It wasn’t that long ago that a recession was the “talk of the town,” and all but a certainty according to some outlets. Yet, here in March of 2024, we find ourselves with a bit more optimism when it comes to the macroeconomy. According to Google Trends, and shown in Figure 1, there is more concern with interest rate cuts than a recession as of late. As shown in Figure 1, while searches for “recession” peaked in 2022, searches on “interest rate cuts” have surged the past few months.
The talk of recession back then was certainly warranted. Starting in March of 2022, the Fed raised its target interest rate 11 times, bringing the rate from zero to where it stands today, 5.3 percent. They did so in only 16 months.
Yet now, two-years later, we have not had a recession and the Fed, much to the delight of the stock market, is talking rate cuts! If you had suggested to any macroeconomist two years ago that the Fed would raise rates from zero to 5 percent in sixteen months and GDP growth would be above 2 percent by the end of it, they would have considered you mad.
GDP, a P-T-P?
This turn of events begs the question, if the interest rate increases the past two years did not fell the economy—real GDP growth has averaged 2.9 percent over that time—what is in store for us as rates decline?1 To address this question, it is time for some updated forecasts from Macrosight (previous forecasts can be found here and here).
Figure 2 displays the Macrosight forecast for quarterly GDP through the end of 2024. These quarterly forecasts were generated with a standard forecasting model with the inputs being the previous two quarters of real GDP growth (and the weights estimated on data spanning 1985Q1 through 2023Q4—Macrosight provided some explanation of this forecasting method here and here).
As shown on the figure, Macrosight forecasts real GDP growth to average 2.6 percent over 2024. While not as high as the average growth that occurred in 2023 (3.1 percent), this forecast is relatively optimistic in that this value is above the 2000 to 2020 average of 2 percent.
How does this forecast compare to the Fed’s? Figure 3 displays a snap-shot of the Fed’s forecast for real GDP, and their expectation for the Federal Funds rate, both released this week as part of their March meeting.

#### [What needs to be done]
Continue the economic forecast commentary from where it stops.

#### [Given data]
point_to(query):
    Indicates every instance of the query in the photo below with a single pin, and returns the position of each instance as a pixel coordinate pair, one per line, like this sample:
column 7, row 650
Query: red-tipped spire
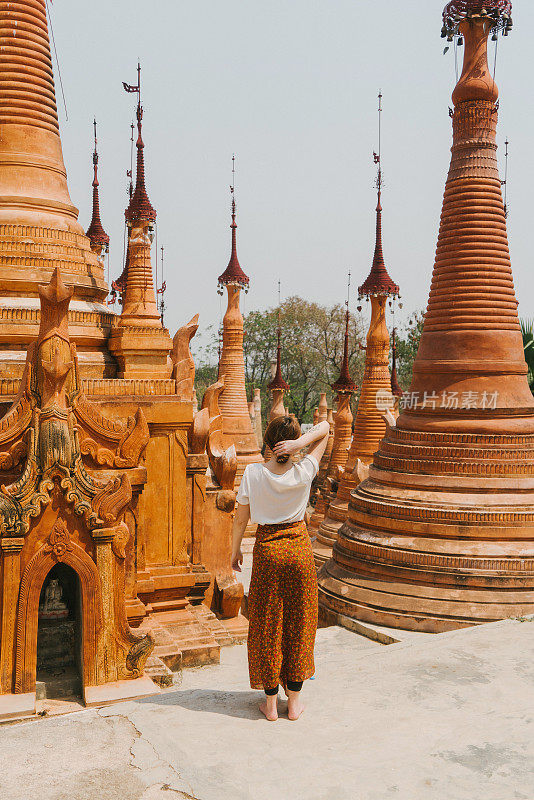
column 233, row 272
column 345, row 383
column 395, row 387
column 119, row 286
column 95, row 232
column 378, row 280
column 140, row 207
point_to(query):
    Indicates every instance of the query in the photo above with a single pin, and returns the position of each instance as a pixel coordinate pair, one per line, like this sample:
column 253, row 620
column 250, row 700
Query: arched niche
column 28, row 609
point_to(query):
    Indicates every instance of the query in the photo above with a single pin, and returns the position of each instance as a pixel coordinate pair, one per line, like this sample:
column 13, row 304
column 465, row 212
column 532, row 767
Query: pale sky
column 290, row 86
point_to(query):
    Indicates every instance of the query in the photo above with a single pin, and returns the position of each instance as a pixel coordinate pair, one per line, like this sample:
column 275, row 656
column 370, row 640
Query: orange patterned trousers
column 282, row 605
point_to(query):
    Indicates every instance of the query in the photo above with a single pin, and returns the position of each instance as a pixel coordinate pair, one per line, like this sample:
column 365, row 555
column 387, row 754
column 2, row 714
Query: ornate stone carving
column 223, row 461
column 93, row 542
column 183, row 370
column 59, row 541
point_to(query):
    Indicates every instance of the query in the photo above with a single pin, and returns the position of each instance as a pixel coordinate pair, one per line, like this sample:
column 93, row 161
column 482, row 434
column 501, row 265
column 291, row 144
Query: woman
column 282, row 600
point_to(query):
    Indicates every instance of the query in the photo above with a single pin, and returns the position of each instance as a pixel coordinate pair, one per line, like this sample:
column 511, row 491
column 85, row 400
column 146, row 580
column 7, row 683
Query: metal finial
column 232, row 188
column 378, row 156
column 161, row 289
column 95, row 151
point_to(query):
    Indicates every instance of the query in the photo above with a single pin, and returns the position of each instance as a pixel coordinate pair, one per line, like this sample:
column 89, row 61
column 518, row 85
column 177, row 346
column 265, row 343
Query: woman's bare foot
column 269, row 708
column 295, row 706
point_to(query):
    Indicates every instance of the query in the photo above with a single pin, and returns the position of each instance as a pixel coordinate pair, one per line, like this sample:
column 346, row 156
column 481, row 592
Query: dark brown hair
column 281, row 429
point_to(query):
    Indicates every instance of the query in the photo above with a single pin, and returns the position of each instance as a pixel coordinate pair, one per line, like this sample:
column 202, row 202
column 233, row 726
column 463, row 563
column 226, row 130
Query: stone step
column 159, row 672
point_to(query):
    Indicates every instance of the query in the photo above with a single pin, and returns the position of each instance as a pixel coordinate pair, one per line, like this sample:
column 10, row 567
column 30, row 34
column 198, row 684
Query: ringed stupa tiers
column 441, row 534
column 369, row 425
column 39, row 228
column 341, row 438
column 237, row 426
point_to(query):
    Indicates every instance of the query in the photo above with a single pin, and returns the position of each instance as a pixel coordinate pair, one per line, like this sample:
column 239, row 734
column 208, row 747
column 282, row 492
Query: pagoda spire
column 369, row 425
column 39, row 222
column 440, row 535
column 140, row 207
column 95, row 232
column 378, row 281
column 233, row 402
column 139, row 330
column 233, row 272
column 345, row 383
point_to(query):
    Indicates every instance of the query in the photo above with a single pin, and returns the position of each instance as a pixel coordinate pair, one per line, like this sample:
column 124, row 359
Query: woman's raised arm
column 316, row 437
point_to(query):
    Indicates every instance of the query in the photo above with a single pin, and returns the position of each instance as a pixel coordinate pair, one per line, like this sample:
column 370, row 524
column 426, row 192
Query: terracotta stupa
column 369, row 427
column 39, row 228
column 139, row 342
column 344, row 388
column 441, row 535
column 237, row 427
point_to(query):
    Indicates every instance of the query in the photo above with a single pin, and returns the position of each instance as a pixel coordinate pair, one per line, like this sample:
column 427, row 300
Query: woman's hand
column 287, row 448
column 237, row 560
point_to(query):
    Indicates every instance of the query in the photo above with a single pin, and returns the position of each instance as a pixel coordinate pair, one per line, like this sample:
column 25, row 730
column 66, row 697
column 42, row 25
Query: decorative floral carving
column 120, row 540
column 59, row 541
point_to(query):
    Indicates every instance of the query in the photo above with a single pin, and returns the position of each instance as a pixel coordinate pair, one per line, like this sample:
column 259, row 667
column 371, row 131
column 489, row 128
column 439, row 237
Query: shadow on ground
column 231, row 704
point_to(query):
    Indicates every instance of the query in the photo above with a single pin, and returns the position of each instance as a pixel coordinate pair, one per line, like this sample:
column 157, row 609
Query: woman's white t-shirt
column 277, row 498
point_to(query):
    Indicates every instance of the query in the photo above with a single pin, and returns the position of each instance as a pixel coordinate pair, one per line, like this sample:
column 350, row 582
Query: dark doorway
column 59, row 650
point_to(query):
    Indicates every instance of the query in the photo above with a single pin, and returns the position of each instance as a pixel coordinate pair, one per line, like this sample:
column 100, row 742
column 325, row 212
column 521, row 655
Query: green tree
column 527, row 329
column 407, row 347
column 312, row 351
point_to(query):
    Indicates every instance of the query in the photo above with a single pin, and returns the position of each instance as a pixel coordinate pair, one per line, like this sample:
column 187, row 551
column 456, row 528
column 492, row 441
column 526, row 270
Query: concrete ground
column 450, row 717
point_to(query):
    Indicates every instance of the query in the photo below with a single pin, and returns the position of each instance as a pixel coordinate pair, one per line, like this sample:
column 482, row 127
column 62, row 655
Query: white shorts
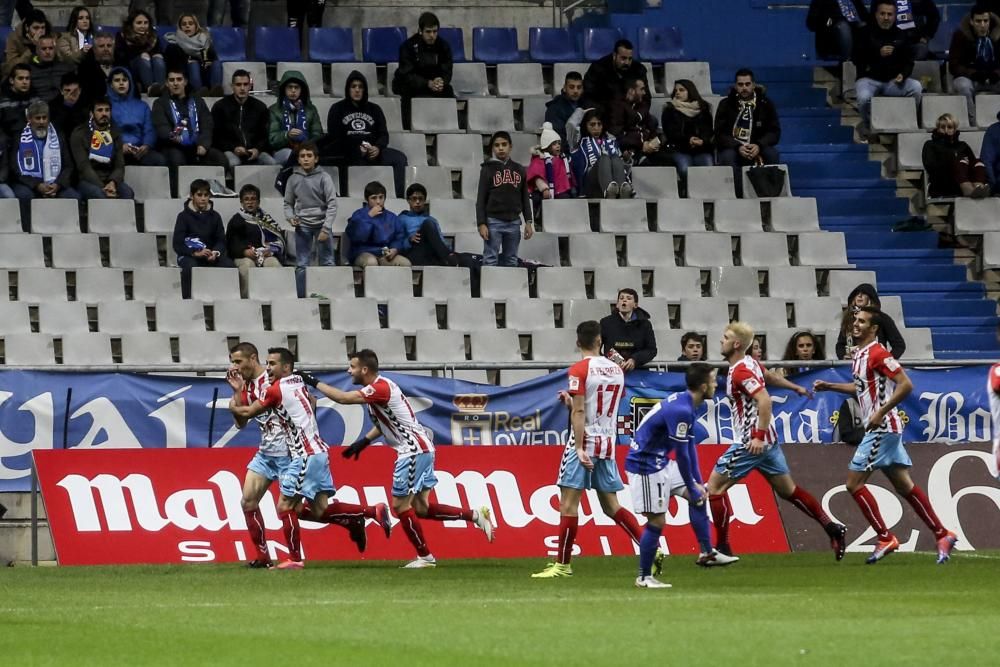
column 651, row 493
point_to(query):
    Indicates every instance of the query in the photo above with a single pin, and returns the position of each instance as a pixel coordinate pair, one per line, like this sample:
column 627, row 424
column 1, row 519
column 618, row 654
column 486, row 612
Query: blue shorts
column 604, row 477
column 879, row 450
column 413, row 475
column 308, row 477
column 268, row 466
column 737, row 462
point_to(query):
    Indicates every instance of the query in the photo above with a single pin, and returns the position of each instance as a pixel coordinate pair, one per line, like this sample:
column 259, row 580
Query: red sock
column 290, row 526
column 918, row 499
column 808, row 505
column 720, row 517
column 567, row 536
column 439, row 512
column 866, row 501
column 255, row 525
column 411, row 526
column 627, row 521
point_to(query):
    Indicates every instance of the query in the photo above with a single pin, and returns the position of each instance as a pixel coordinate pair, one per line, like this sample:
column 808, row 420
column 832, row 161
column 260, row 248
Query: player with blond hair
column 756, row 446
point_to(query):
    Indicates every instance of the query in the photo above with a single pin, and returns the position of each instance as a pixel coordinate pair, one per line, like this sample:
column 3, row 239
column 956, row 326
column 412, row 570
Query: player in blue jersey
column 653, row 476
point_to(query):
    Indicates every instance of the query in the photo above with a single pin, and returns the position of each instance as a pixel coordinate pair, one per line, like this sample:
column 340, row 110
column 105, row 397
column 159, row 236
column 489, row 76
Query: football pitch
column 792, row 609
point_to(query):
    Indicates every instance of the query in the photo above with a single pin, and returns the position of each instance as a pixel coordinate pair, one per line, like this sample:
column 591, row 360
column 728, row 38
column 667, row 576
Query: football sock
column 567, row 536
column 290, row 526
column 255, row 524
column 866, row 501
column 629, row 524
column 808, row 505
column 647, row 548
column 439, row 512
column 918, row 499
column 411, row 526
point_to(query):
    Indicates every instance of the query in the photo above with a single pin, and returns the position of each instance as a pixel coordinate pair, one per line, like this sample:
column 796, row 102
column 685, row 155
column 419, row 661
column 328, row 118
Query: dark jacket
column 633, row 339
column 872, row 64
column 503, row 192
column 240, row 124
column 766, row 130
column 962, row 53
column 205, row 225
column 95, row 172
column 888, row 334
column 419, row 63
column 348, row 124
column 678, row 129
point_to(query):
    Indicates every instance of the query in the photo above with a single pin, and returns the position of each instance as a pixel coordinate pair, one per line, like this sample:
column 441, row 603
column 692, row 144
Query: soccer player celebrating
column 756, row 447
column 881, row 384
column 413, row 478
column 596, row 385
column 306, row 483
column 653, row 477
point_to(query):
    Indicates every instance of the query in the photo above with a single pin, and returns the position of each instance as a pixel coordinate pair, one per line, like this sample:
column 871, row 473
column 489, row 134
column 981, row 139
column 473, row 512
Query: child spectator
column 501, row 201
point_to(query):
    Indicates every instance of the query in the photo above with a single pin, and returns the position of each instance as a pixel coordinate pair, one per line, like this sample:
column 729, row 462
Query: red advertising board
column 183, row 505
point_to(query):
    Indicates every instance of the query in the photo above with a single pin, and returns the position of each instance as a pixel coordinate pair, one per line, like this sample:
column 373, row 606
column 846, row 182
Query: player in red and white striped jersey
column 881, row 384
column 756, row 446
column 596, row 386
column 413, row 478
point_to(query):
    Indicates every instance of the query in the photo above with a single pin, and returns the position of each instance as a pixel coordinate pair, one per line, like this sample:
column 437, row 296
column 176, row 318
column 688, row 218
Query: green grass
column 801, row 609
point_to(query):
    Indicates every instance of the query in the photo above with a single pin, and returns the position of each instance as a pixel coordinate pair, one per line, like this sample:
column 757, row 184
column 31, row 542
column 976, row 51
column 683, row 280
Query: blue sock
column 647, row 549
column 699, row 522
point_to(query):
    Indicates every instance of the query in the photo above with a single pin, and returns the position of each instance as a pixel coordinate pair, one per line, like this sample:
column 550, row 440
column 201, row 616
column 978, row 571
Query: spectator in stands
column 199, row 239
column 134, row 119
column 23, row 40
column 253, row 238
column 425, row 64
column 611, row 76
column 888, row 335
column 952, row 168
column 692, row 347
column 550, row 173
column 311, row 208
column 687, row 128
column 184, row 127
column 294, row 119
column 627, row 336
column 501, row 201
column 99, row 156
column 377, row 236
column 919, row 24
column 561, row 108
column 241, row 124
column 46, row 71
column 597, row 162
column 837, row 24
column 96, row 65
column 358, row 134
column 747, row 128
column 425, row 244
column 137, row 47
column 78, row 39
column 884, row 59
column 974, row 57
column 67, row 110
column 190, row 47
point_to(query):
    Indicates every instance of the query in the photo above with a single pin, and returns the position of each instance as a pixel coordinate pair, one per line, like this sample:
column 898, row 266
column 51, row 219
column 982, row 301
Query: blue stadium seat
column 456, row 40
column 273, row 44
column 230, row 43
column 331, row 45
column 495, row 45
column 599, row 42
column 381, row 45
column 658, row 44
column 552, row 45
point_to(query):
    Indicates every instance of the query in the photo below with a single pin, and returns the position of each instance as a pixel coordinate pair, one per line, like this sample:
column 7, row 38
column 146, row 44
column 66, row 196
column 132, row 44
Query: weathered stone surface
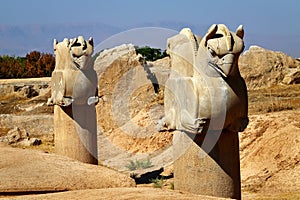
column 263, row 68
column 75, row 131
column 210, row 106
column 131, row 97
column 73, row 79
column 23, row 170
column 215, row 93
column 19, row 136
column 73, row 94
column 182, row 49
column 36, row 125
column 120, row 194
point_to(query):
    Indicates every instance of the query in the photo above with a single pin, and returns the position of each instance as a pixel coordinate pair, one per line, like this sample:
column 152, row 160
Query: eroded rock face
column 19, row 136
column 23, row 170
column 263, row 68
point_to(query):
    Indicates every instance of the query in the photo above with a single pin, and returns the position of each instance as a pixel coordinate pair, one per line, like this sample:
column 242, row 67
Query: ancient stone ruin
column 74, row 94
column 206, row 104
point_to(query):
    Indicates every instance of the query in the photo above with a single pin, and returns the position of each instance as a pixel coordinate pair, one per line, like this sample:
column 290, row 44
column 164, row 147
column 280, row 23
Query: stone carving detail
column 73, row 80
column 205, row 89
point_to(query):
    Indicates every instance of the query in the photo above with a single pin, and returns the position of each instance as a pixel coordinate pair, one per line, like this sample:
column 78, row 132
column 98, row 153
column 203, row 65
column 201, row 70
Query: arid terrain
column 130, row 106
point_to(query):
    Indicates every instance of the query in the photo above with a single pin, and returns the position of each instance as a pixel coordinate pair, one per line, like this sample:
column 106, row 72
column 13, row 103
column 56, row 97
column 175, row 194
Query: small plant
column 158, row 182
column 139, row 164
column 172, row 185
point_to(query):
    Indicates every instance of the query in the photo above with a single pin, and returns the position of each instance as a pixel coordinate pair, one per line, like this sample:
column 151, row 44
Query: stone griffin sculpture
column 73, row 80
column 205, row 89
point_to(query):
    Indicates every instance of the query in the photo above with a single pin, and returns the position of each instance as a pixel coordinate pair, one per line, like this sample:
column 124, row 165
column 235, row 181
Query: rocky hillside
column 262, row 68
column 131, row 103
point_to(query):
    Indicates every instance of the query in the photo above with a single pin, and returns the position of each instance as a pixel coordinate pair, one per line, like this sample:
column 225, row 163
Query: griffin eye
column 212, row 52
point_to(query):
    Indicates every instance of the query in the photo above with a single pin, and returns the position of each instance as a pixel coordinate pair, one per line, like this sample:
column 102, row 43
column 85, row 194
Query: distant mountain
column 20, row 40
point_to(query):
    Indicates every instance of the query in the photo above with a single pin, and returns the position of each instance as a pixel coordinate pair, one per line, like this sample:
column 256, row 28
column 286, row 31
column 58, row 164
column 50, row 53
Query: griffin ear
column 91, row 41
column 54, row 44
column 210, row 33
column 240, row 31
column 66, row 41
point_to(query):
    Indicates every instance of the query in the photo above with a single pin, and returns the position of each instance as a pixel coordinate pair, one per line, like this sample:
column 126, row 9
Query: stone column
column 74, row 95
column 75, row 130
column 216, row 173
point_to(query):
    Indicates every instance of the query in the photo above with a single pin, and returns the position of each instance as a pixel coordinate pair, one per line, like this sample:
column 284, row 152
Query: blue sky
column 270, row 24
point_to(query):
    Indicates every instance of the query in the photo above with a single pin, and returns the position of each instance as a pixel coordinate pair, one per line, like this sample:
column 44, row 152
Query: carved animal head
column 81, row 52
column 62, row 56
column 220, row 49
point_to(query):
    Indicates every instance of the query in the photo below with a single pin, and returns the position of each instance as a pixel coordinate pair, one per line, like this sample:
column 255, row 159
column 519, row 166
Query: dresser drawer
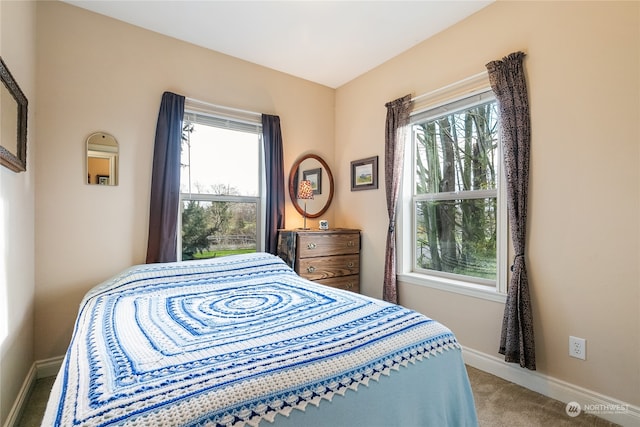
column 349, row 283
column 327, row 244
column 328, row 267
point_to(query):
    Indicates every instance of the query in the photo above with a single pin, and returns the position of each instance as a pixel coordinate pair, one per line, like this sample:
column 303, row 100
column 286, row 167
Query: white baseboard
column 597, row 404
column 40, row 369
column 48, row 367
column 23, row 395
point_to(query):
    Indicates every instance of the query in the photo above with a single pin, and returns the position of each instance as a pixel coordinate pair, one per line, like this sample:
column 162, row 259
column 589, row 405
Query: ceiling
column 327, row 42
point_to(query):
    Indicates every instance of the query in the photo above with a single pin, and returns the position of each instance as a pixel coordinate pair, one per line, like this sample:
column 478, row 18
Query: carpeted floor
column 498, row 402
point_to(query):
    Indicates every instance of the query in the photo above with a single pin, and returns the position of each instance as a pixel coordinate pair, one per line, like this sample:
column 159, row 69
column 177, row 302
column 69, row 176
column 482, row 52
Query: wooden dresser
column 330, row 257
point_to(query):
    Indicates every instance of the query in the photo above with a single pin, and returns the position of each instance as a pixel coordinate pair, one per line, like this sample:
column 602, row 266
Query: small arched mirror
column 102, row 159
column 313, row 168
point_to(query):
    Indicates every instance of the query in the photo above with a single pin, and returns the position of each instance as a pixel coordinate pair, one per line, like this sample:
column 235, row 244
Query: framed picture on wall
column 364, row 174
column 315, row 176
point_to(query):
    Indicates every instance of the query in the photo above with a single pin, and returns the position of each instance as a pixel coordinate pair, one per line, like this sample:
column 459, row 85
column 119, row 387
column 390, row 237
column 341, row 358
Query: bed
column 244, row 341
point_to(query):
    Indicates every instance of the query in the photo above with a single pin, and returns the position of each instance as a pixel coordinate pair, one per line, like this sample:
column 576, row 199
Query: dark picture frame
column 364, row 174
column 14, row 122
column 315, row 176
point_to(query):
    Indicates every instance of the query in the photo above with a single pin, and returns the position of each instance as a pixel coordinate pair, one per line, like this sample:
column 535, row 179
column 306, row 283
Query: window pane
column 458, row 151
column 214, row 229
column 219, row 161
column 457, row 236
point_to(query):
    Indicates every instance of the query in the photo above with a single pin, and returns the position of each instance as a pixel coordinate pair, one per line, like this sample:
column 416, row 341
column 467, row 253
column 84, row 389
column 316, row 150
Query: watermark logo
column 573, row 409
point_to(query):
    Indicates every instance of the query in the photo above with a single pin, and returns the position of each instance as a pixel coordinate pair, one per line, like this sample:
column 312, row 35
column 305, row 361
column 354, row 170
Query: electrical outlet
column 578, row 348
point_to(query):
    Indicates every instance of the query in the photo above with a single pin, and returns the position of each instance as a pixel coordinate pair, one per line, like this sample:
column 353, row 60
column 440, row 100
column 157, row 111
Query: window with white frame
column 455, row 205
column 221, row 186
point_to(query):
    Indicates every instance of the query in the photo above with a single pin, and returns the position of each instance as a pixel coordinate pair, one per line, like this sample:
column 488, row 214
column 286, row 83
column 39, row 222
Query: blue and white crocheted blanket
column 226, row 342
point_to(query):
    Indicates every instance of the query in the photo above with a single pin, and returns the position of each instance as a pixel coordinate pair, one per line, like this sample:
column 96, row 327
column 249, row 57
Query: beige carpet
column 498, row 402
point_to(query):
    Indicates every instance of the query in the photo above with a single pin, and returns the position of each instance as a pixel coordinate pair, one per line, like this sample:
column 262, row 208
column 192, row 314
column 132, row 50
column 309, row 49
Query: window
column 453, row 198
column 220, row 187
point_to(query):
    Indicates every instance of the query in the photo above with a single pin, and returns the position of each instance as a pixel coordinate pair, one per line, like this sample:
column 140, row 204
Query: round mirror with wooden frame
column 313, row 168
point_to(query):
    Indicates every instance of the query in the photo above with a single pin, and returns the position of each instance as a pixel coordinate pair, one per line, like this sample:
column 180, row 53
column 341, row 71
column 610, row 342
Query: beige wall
column 583, row 255
column 99, row 74
column 18, row 50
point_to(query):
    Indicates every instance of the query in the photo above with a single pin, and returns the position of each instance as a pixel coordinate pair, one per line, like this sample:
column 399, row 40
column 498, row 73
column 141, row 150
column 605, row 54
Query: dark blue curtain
column 272, row 138
column 165, row 181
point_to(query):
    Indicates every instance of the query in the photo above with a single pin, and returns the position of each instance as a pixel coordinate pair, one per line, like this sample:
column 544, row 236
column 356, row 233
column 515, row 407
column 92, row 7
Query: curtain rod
column 221, row 107
column 459, row 83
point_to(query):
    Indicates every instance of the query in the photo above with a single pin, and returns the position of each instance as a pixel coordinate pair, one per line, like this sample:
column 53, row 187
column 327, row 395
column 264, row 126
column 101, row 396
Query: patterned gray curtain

#### [Result of the exercise]
The Fed’s projection for 2024 real GDP growth is 2.1 percent. That is a bit below Macrosight’s forecast, but higher than what the Fed was thinking back in December of 2023.2
Notice also in Figure 3 the “projected appropriate policy path” for the federal funds rate, which is the Fed’s key variable for setting policy (for an explanation see here). The Fed expects to cut the federal funds rate by about 70 basis points from the current value of 5.3 percent.
Given the Fed’s plan, what should we expect for our economy? Let’s say the Fed cuts the federal funds rate by 70 basis meeting at their June meeting.3 Would real GDP growth get an immediate boost from such a cut? Would it get any boost?
And One!
Figure 4 displays the forecast for 2024 assuming the rate is cut by 70 basis points in June, and the effect on GDP is felt in the third and further quarters of 2024.4
With that modification, things look slightly brighter. While the effect of the drop in the interest rate does not have a substantial impact on the average for 2024, it does so on the quarterly growth rates for the second half of the year.
X’s and O’s
Given this predicted boost to GDP, what can we say about how likely this would be?
For the forecast displayed in Figure 4, I am assuming a very quick effect of the rate cut on GDP. This might occur if a rate cut inspires optimism and consumption and investment spending jump quickly early in the third quarter of 2024.
Similarly, if mortgage rates start to fall in late spring in anticipation of a lower federal funds rate (and/or in anticipation of inflation continuing to decline), then the effect, particularly for the housing market, could be felt sooner rather than later.
It is more likely, however—especially when it comes to interest-rate sectors like housing and autos—that the effect of a decline in interest rates would come in 2025. The typical conclusion of studies on the effect of monetary policy is that it takes months, if not more than a year, for a change in policy to translate to a change in spending.
As for the magnitude of any increase in GDP, will we see rates of 3.3 or 3.2 percent as shown in Figure 4? Those numbers are reasonable for what to expect, in my opinion. Given GDP growth averaged just above 3 percent in 2023, shouldn’t we expect at least a little boost to our economy above that from a decline in rates?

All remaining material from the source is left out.